Rewrite everything from the line containing "Check that every instance of the pen" down to the end of the records below, requests included. Multiply each x and y coordinate in the answers by 2.1 and round to the nearest whole number, with halves rounding up.

▸ SUPPLIED ENTRIES:
--------

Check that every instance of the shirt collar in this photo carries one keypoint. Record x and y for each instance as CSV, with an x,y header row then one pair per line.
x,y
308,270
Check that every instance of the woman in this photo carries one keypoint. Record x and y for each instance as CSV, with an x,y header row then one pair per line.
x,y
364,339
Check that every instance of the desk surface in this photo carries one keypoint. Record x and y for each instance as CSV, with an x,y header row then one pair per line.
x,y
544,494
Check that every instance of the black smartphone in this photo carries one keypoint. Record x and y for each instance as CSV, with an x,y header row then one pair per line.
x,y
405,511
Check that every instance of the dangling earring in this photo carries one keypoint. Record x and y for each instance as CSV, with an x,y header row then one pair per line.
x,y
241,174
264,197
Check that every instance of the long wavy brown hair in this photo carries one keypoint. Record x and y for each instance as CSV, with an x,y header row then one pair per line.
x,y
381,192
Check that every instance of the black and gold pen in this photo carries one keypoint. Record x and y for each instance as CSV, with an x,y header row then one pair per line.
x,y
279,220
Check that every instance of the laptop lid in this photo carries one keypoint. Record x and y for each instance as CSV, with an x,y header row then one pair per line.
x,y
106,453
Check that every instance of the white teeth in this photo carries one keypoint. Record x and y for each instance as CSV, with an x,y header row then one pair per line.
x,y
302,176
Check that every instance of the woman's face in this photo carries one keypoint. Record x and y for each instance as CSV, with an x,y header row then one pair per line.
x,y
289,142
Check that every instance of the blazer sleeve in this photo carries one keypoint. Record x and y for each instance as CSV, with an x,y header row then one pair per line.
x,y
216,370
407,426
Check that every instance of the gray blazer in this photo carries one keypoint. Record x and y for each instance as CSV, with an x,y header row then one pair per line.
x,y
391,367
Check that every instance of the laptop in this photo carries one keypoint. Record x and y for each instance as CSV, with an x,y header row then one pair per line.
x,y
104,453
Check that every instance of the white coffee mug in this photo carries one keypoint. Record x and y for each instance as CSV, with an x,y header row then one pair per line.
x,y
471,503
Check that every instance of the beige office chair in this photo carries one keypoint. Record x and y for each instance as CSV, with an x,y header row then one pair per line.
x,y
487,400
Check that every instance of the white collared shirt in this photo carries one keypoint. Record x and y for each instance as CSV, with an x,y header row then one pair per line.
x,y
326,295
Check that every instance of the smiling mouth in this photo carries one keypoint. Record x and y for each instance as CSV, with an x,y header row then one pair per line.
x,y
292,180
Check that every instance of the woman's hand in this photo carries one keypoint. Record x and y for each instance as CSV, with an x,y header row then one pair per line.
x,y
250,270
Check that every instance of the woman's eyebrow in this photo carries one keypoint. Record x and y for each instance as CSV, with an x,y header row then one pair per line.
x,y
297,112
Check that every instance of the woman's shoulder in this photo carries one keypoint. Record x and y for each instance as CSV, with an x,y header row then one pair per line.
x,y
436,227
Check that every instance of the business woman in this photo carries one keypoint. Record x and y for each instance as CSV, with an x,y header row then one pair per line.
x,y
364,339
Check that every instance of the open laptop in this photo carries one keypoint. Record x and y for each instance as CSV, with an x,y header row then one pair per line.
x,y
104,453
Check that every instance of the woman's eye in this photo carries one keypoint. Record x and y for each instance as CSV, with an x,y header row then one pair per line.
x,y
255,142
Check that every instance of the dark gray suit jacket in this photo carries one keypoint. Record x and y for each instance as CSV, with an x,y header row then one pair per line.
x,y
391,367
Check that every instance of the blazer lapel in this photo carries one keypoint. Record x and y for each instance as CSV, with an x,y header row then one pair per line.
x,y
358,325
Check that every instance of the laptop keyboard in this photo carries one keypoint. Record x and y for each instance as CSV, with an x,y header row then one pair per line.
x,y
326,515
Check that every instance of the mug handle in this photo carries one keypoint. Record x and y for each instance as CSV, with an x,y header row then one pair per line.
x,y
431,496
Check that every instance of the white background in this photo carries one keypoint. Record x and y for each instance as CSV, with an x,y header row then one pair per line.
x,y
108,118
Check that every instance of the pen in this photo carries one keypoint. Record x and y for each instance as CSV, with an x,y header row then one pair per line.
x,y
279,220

--------

▸ EXPECTED ANSWER:
Check that every instance of the pen in this photo carries one keypoint. Record x and y for each instance as CSV, with an x,y header row then one pair per line.
x,y
586,462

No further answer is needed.